Directions –
Rewrite every line of the data below. Multiply each bounding-box coordinate in the answers by 0.85 and round it to a whole number, with halves rounding up; leave everything else unchanged.

Detection data –
____
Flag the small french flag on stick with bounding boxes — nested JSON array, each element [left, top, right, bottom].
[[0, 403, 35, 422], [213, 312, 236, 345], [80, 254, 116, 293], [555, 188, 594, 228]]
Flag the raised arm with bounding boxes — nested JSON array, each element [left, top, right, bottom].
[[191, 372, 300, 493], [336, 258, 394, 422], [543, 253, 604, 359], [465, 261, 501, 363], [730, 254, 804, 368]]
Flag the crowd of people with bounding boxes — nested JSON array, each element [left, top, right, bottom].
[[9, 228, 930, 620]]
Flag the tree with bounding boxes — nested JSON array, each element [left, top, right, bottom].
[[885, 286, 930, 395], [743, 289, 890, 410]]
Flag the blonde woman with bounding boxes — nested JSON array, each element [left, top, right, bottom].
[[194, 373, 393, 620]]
____
Answer for this exercise –
Flag the small french flag on stick with bounding boxes — nested JSON array, each element [left, top, right, bottom].
[[0, 343, 30, 359], [181, 265, 201, 293], [68, 216, 99, 249], [472, 160, 505, 194]]
Flag the raised arm with bounding boxes — nested JSON array, each element [left, top, right, bottom].
[[162, 316, 255, 419], [286, 219, 335, 359], [462, 215, 513, 305], [395, 222, 426, 309], [621, 216, 683, 313]]
Flag the crowd of people with bounding boxes — nested JSON array, each element [left, top, right, bottom].
[[8, 194, 791, 527]]
Flag the tree with bounding boxes — nested JSON array, each element [left, top, right, bottom].
[[752, 243, 791, 336], [632, 246, 757, 349]]
Flag the blonde woman with bounding boxes — nested JSON array, each element [left, top, right, bottom].
[[165, 317, 334, 527]]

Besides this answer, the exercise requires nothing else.